I slept like a log for 12 hours straight

I slept like a log for 12 hours straight. After my budget speech in Parliament yesterday, I had wanted to have a few hours’ sleep before preparing for the continuation of my speech today. But “man proposes, God disposes” and I did not get up until this morning 12 solid hours later.

The previous night, I did not have a wink in preparing for the budget debate. I had also been going without adequate sleep in the past week. So finally, the body must have decided to take things in hand to demand a good and proper rest.

Apart from general election days, when protracted vote counting and waiting for national election results would have kept me like other candidates awake through the night, the last occasion I went without sleep in preparation for the next morning’s function would be some 37 years ago in 1968 when I led the DAP in the six-hour “Great Cultural Debate” against the Gerakan team, headed by its Central Executive Committee Member Dr. Syed Naguib Alatas at the MARA Auditorium in Kuala Lumpur. But this is another story for a different occasion.

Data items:
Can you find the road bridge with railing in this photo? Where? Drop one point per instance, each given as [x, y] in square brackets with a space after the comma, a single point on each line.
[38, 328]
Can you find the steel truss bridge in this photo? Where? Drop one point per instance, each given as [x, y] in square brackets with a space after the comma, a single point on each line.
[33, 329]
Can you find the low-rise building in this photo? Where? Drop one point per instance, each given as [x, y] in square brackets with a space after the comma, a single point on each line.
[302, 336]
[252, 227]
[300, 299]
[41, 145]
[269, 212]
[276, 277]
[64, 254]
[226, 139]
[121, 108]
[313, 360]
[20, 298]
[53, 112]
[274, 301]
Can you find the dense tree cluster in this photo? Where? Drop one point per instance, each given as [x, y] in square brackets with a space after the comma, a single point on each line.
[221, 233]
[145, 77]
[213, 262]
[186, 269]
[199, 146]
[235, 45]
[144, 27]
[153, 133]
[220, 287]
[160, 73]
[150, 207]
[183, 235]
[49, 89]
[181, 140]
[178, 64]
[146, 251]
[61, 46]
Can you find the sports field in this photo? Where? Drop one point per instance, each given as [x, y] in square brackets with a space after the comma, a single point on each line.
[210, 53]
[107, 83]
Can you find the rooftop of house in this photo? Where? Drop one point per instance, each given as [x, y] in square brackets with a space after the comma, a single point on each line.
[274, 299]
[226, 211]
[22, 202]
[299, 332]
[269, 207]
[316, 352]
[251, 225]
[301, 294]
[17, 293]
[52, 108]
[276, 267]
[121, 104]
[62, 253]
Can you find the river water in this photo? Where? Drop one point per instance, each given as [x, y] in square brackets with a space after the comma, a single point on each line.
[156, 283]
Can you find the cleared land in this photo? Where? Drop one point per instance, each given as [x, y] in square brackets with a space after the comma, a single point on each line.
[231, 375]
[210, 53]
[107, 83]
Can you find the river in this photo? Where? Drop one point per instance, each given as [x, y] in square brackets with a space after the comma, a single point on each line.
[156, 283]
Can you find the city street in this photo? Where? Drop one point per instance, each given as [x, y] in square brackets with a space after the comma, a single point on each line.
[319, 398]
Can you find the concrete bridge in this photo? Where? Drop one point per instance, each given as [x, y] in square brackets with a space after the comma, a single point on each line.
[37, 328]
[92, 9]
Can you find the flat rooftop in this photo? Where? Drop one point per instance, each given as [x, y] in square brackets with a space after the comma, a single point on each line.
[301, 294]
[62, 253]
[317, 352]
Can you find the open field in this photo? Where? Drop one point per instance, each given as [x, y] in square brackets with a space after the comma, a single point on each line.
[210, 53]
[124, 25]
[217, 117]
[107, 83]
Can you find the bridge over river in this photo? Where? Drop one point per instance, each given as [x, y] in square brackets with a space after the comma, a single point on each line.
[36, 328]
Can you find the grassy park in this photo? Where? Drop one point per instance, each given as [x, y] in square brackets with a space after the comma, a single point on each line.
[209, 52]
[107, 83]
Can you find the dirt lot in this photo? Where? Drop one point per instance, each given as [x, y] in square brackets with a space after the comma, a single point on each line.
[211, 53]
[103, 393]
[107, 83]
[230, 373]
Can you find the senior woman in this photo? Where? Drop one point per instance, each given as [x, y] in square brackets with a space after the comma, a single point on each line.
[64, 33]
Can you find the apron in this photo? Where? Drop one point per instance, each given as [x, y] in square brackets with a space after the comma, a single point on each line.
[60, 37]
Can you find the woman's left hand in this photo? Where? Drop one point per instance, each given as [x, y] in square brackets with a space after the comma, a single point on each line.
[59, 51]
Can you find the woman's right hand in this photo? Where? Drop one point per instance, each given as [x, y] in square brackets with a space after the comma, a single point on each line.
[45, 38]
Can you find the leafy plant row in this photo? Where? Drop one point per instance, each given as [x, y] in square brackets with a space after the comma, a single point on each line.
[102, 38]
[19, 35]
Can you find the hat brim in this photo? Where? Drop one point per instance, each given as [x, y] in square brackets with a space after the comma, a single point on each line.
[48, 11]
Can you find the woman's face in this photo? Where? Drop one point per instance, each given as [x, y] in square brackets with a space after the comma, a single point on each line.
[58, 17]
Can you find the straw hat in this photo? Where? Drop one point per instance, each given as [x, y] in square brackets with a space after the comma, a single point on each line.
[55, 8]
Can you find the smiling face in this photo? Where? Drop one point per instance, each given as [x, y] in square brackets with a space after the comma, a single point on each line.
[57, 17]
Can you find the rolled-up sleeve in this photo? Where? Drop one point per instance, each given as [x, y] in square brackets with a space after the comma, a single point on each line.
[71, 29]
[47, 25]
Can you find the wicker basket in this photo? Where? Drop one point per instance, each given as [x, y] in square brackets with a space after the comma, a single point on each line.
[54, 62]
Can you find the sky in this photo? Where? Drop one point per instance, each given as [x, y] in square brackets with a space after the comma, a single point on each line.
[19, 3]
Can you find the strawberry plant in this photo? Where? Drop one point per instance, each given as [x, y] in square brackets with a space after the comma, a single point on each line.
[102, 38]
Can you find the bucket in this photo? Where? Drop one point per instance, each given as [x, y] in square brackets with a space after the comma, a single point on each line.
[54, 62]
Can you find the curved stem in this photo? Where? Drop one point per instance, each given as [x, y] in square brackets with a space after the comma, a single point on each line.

Exercise aim: Please continue the account of the long sleep after the budget speech from the point where it stops. These records have nothing to do with the account of the long sleep after the budget speech.

Answer space:
I had never gone without a wink in previous parliamentary debates whether on the budget or other major issues. Blogging is the reason, for it really eats into one’s time.

I have now to rush off to a dinner engagement so I cannot blog as yet on the numerous developments that happened in Parliament in the past two days.

The regal appearance of Rafidah Aziz in Parliament to answer AP questions is quite a “wash-out”. Tomorrow she will undergo a knee operation and will be away for a month, one week hospitalization and three weeks for recuperation.

As I said in Parliament this evening during my interruption of the speech by Bung Moktar Radin (BN – Kinabatangan), I wish Rafidah a good operation and speedy recovery in her month’s medical leave. I pointed out however that one month is a very long time at this critical juncture for MITI, with so many problems awaiting satisfactory handling. I proposed that the Prime Minister should appoint a strong Acting Minister for International Trade and Industry who could come to Parliament regularly to personally respond to MPs’ concerns about the multitude of problems faced by MITI – including calling up files and resolving outstanding issues.

Just before my interruption, the MP for Gua Musang Tengku Razaleigh Hamzah entered the Chamber and followed the debate. I pointed at him and said that the Prime Minister could also appoint Razaleigh as Acting Minister for International Trade and Industry. Razaleigh was in fact the Minister of International Trade and Industry until she was replaced by Rafidah – after Razaleigh lost out in that fateful 43-vote defeat to Dr. Mahathir Mohamad in the contest for the UMNO President’s post in 1987.